▸ Your objective
The goal here is an exact copy of the entries below, without their pictures.

▸ Data for processing
....

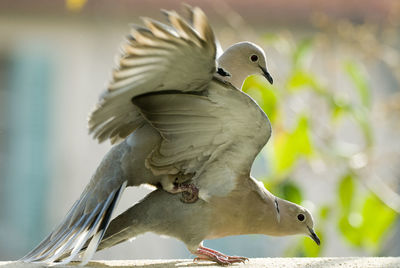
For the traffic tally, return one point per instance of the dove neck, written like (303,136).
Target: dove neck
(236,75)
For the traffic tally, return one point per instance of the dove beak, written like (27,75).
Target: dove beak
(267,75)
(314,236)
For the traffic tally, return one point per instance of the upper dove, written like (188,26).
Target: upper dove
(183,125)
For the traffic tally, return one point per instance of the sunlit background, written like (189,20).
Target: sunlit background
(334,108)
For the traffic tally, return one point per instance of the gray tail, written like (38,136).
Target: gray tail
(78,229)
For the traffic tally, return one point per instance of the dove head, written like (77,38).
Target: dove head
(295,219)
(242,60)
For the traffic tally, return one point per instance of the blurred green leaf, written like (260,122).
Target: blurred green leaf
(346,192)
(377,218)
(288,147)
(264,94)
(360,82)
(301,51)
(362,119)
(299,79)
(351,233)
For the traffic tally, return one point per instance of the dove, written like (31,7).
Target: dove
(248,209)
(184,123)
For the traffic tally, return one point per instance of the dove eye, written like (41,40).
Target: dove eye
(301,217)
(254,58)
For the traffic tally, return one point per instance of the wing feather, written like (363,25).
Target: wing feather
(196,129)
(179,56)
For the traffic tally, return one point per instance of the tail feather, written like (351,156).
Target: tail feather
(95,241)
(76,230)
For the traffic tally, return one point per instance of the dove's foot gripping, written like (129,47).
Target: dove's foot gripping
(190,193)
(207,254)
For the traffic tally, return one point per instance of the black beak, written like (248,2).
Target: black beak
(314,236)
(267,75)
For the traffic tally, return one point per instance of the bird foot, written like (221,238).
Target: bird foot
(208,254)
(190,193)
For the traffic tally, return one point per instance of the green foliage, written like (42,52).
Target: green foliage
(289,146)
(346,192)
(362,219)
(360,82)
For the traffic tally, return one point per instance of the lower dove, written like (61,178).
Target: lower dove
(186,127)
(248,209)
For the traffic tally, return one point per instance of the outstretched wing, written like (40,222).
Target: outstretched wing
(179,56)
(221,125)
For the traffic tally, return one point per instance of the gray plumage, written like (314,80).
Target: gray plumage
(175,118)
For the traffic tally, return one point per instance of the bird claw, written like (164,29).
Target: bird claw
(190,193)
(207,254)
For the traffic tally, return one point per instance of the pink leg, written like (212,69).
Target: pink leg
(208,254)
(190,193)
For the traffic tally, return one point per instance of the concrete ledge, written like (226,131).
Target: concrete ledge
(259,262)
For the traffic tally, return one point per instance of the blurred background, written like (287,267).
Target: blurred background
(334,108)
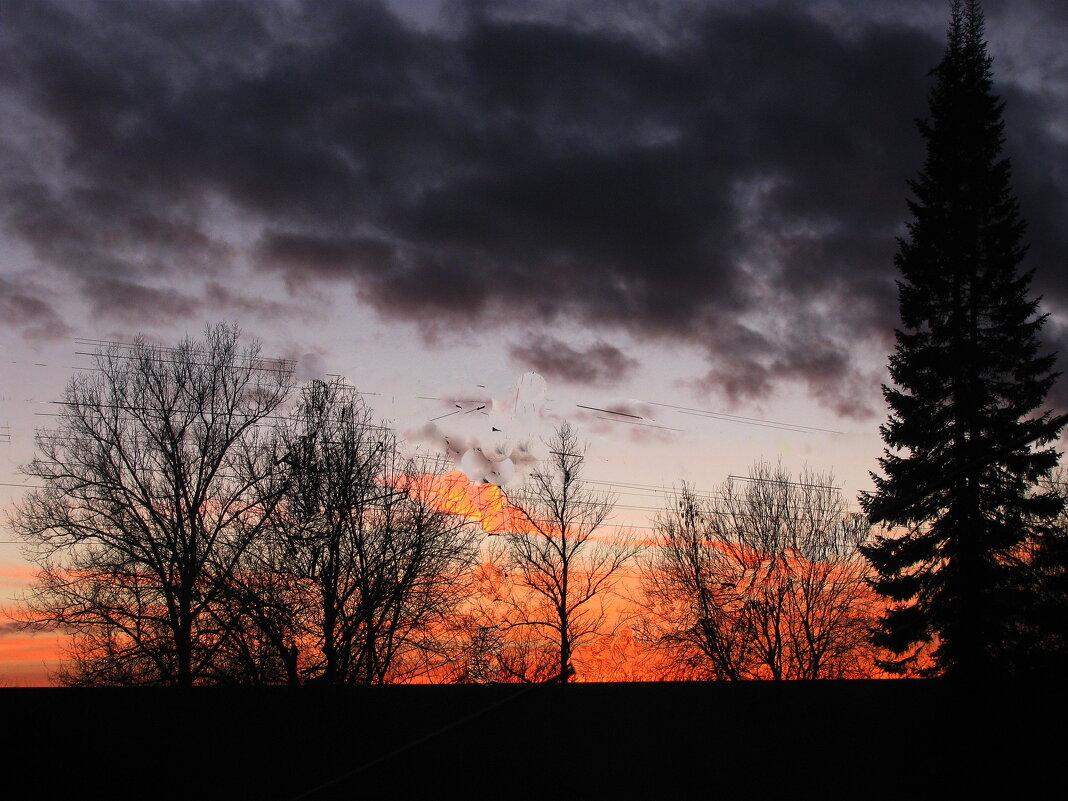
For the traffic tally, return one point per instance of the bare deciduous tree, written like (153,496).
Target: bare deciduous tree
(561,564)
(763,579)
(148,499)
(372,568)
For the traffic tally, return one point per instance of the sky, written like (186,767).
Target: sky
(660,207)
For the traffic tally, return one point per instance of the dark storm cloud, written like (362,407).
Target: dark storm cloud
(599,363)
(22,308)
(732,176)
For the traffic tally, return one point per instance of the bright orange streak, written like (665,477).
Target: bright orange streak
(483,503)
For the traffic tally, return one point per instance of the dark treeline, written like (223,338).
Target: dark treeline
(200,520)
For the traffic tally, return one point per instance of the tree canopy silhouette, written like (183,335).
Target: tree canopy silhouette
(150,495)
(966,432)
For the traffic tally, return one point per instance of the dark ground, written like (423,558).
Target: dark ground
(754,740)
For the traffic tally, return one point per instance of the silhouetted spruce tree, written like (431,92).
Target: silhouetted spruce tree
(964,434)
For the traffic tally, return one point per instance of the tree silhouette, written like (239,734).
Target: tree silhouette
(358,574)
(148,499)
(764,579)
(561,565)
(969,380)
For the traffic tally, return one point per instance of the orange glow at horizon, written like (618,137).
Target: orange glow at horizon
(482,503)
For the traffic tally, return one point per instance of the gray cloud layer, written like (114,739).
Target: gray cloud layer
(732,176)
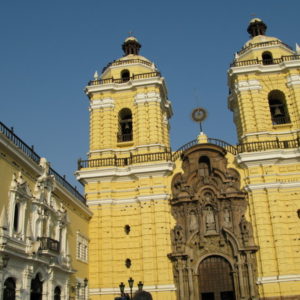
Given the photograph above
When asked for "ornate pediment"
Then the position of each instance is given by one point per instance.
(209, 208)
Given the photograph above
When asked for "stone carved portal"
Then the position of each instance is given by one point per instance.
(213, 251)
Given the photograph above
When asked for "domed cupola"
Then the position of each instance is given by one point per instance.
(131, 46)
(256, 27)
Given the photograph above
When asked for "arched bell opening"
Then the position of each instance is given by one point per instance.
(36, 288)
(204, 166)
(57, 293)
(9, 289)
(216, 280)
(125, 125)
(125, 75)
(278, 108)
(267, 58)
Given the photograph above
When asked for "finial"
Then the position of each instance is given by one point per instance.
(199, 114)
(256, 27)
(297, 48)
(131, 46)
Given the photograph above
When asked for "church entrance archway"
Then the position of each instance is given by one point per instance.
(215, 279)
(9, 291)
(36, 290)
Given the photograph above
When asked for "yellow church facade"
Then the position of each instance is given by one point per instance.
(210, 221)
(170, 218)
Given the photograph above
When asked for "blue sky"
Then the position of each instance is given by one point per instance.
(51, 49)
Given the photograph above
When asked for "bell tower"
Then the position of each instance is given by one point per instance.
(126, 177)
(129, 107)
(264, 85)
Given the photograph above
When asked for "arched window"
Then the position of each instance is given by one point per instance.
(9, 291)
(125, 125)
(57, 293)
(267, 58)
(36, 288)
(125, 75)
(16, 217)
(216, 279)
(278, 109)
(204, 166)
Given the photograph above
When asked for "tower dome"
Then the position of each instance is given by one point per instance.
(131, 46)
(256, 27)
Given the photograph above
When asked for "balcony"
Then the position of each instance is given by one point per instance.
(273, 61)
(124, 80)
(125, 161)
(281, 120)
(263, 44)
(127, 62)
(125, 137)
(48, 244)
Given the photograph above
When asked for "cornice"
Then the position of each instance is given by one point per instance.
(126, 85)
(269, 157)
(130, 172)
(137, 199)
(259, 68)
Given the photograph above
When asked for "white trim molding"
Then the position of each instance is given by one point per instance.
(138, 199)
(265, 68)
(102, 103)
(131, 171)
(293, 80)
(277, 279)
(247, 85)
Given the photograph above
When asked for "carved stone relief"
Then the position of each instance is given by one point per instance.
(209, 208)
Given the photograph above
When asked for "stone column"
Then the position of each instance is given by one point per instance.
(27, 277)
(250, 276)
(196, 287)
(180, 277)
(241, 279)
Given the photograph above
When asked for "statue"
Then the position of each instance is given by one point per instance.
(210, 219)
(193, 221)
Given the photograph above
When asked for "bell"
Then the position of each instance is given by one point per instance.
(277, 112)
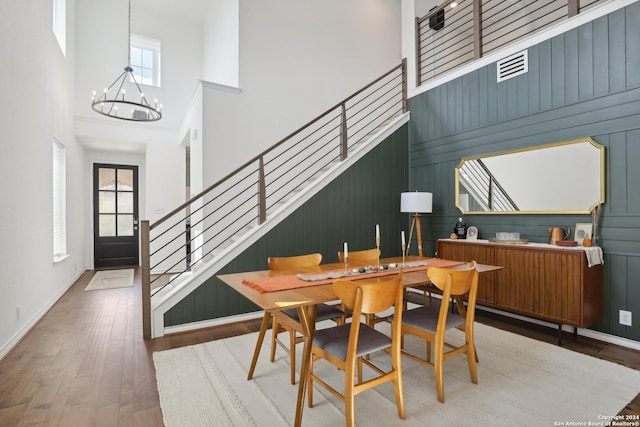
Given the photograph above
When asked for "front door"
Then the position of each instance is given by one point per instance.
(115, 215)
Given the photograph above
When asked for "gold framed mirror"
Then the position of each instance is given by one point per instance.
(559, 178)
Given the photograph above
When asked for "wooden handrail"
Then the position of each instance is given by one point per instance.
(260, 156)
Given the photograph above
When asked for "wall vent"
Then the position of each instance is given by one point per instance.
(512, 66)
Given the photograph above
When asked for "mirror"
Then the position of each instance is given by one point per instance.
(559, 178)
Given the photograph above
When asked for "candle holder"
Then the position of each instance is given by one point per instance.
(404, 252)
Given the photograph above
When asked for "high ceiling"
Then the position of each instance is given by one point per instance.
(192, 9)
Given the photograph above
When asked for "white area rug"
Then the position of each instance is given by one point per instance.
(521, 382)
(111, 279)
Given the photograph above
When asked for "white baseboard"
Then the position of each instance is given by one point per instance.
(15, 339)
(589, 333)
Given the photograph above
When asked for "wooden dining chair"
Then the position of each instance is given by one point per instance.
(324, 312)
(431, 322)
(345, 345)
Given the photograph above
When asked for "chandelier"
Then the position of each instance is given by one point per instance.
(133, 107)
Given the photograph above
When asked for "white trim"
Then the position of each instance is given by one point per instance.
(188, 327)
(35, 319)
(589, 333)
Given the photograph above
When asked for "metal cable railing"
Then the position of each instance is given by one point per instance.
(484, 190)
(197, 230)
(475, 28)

....

▸ Answer to this exercise
For the traffic tally, return one point per instance of the dove neck, written like (303,136).
Target: dove neck
(236,75)
For the traffic tally, return one point per instance of the dove beak, written like (27,75).
Target: dove beak
(267,75)
(314,236)
For the traffic tally, return one point per instance of the upper dove, written like (188,26).
Target: upper dove
(183,125)
For the traffic tally, return one point per instance of the sunlit background, written like (189,20).
Target: sunlit background
(334,108)
For the traffic tally, return one point per instance of the gray tail, written like (38,136).
Target: gray tail
(78,229)
For the traffic tally, return one point per instance of the dove head, written like (77,38).
Target: dove head
(295,219)
(242,60)
For the traffic tally, return one point per instance of the blurred green leaf, written like (260,122).
Target: blurred green leaf
(346,192)
(377,218)
(288,147)
(264,94)
(360,82)
(301,51)
(362,119)
(299,79)
(351,233)
For the traffic tally, return one point per instance of the dove, written like (31,7).
Target: dove
(248,209)
(184,123)
For the traffic tally, return one point per instance of the dove eye, written like (41,40).
Target: dove eye
(301,217)
(254,58)
For the traffic tally, return one point per instance of the wing feather, written like (363,25).
Target: wing feather
(196,129)
(179,56)
For the traffic tally, return one point per instance of the tail feather, written like (351,156).
Target: tail feather
(95,241)
(76,230)
For the traffic tally, return one point per instance of the dove's foot gripping, written like (129,47).
Target: dove's foot gripping
(190,193)
(207,254)
For the traffic tally, return one point per instance of the black beak, written like (248,2).
Target: black beak
(314,236)
(267,75)
For the traffic tally, return one point per instance of the bird foot, written like (221,238).
Target: bird foot
(208,254)
(190,193)
For the traffic tally, return one point per instance of the green foliage, written like (42,52).
Target: green foliage
(289,146)
(346,192)
(362,219)
(360,82)
For the traffic tally, return one point per instance of the lower dove, written like (61,178).
Target: lower dove
(186,127)
(248,209)
For the traffic tally, return one point per instance of the outstretched wing, written like (40,222).
Target: outstretched wing
(179,56)
(221,125)
For the traffic tally, return one point per instance of the gray plumage, written like (314,80).
Target: gray plumage
(175,118)
For the traffic tally, return one point per instance of the bird claw, written like (164,29).
Target: bird claw
(190,193)
(207,254)
For the traffic tally, return one point per instance of the pink leg, written like (212,69).
Target: pink leg
(208,254)
(190,193)
For the traffic tally, return one point per instance of the concrete ledge, written like (226,131).
Target: concrete ledge
(259,262)
For the traffic tally, return one point per instance of the blurred background, written like (287,267).
Target: blurred background
(334,108)
For the traffic tally, return one point per instance of the bare deciduous tree, written like (153,496).
Target: bare deciduous tree
(561,564)
(763,579)
(148,499)
(372,568)
For the traffic tally, return one point per instance of the sky, written like (186,767).
Target: sky
(660,207)
For the traffic tally, return one point per instance of the dark storm cloud, written like (362,407).
Target: dark storm cloud
(599,363)
(22,308)
(732,176)
For the traffic tally, return one point per instance of the bright orange streak, written like (665,477).
Target: bright orange streak
(483,503)
For the traffic tally, return one point per instance of the dark treeline, written like (223,338).
Target: dark treeline
(200,520)
For the traffic tally, return one point per instance of the tree canopy silhouette, written like (183,335).
Target: tree canopy silhouette
(150,495)
(966,432)
For the traffic tally, return one point per instance of the dark ground, written like (423,558).
Target: dark ground
(754,740)
For the traffic tally, return one point per instance of the silhouetted spruce tree, written like (431,92).
Target: silhouetted spruce tree
(964,434)
For the traffic tally, return one point per instance of the tree silhouette, written like (239,734).
Target: tree silhouette
(358,574)
(148,499)
(764,579)
(561,565)
(969,380)
For the traffic tally, return one point per instance of the orange glow at horizon, written like (618,137).
Target: orange glow at horizon
(482,503)
For the traffic tally, return one point per instance of the gray cloud layer, written like (114,739).
Target: gray cloud layer
(732,176)
Given the photograph above
When asked for "ornate pediment"
Then the position of each instance is given by one point per instance.
(209, 208)
Given the photograph above
When asked for "stone carved portal"
Then the position of each instance is given by one point per instance.
(213, 251)
Given the photograph above
When asked for "domed cupola"
Then the position of each instance is given by one point per instance.
(131, 46)
(256, 27)
Given the photograph above
When asked for "arched bell opening"
Then the position of each instance is given by one point per instance.
(36, 288)
(204, 166)
(57, 293)
(9, 289)
(216, 280)
(125, 125)
(125, 75)
(278, 108)
(267, 58)
Given the photograph above
When asked for "finial"
Then the position of each instance is given by one point per instance.
(199, 114)
(256, 27)
(297, 48)
(131, 46)
Given the photograph above
When asked for "church entrance archway"
Then the position of each instance is given by one point per instance.
(215, 279)
(9, 291)
(36, 290)
Given the photograph above
When asked for "yellow church facade"
Then the position of each instance is given by one point per instance.
(210, 221)
(170, 218)
Given the photograph above
When asked for "blue sky"
Then the position of each instance is given by one point per instance.
(51, 49)
Given the photograph above
When asked for "bell tower"
Then the position of each instance is given by one point per instance.
(126, 177)
(129, 107)
(264, 85)
Given the photograph above
When asked for "arched window"
Then the position of each instance is given by one point per instance.
(9, 291)
(125, 125)
(57, 293)
(267, 58)
(36, 288)
(125, 75)
(16, 217)
(216, 279)
(278, 109)
(204, 166)
Given the photograph above
When asked for "tower dome"
Then the position of each instance is given by one point per instance.
(131, 46)
(256, 27)
Given the photograph above
When asked for "balcony"
Then the position of each instance is given by one point per instance.
(273, 61)
(124, 80)
(125, 161)
(281, 120)
(263, 44)
(127, 62)
(125, 137)
(48, 244)
Given the photograph above
When asked for "cornice"
Then the position of each instance is given by one point per instance.
(126, 85)
(269, 157)
(130, 172)
(137, 199)
(259, 68)
Given the photograph above
When asked for "white trim molding"
Then the position of each instance is given by one point per instance.
(138, 199)
(265, 68)
(102, 103)
(131, 171)
(293, 80)
(277, 279)
(247, 85)
Given the photograph above
When asked for "carved stone relief"
Then the position of each instance is given by one point per instance.
(209, 208)
Given the photograph above
When asked for "stone column"
Then the position of each instance is given by one point per instance.
(27, 277)
(250, 276)
(196, 287)
(180, 277)
(241, 279)
Given the photograph above
When asked for "statue"
Then the position of each instance is given by one point per instance.
(210, 219)
(193, 221)
Given the photograph above
When asked for "bell"
Then the position of each instance is given by one point per instance.
(277, 112)
Given the photograph above
When asked for "front door"
Then the position of each instance is given by one point per instance.
(115, 215)
Given the photograph above
When asked for "gold framed mirror"
Then the position of each instance is given by one point per instance.
(559, 178)
Given the photograph above
When asked for "wooden handrail"
Then the position of each instance is given by one point per instance.
(260, 156)
Given the photograph above
When asked for "wall vent"
Then the position of each instance is given by one point per instance.
(512, 66)
Given the photograph above
When asked for "mirror"
Then the position of each instance is given by one point per instance.
(559, 178)
Given the photograph above
When asked for "candle holder"
Then the position of each instance is given by one point per instance.
(404, 252)
Given the photograph above
When asked for "high ceiling"
Then the position of each instance is given by one point per instance.
(192, 9)
Given the photograph above
When asked for "white area rug"
Then the position of each instance is given by one point per instance.
(521, 382)
(111, 279)
Given the photograph above
When asked for "white baseboard"
Then the position of each instance is given by one point per instance.
(15, 339)
(589, 333)
Given the photograph above
When asked for "wooden dining chair"
Then the position of each instance is given by one point per instance.
(324, 312)
(431, 322)
(345, 345)
Given the photograph above
When asked for "chandelier"
Then the position of each instance is given by one point per instance.
(133, 107)
Given the photograph above
When asked for "white trim"
Then the position of each instance is given by one point per instance.
(188, 327)
(35, 319)
(589, 333)
Given the photograph above
When asked for "metal cable railing"
Then the position of each instance is given by one point per instance.
(484, 190)
(197, 230)
(475, 28)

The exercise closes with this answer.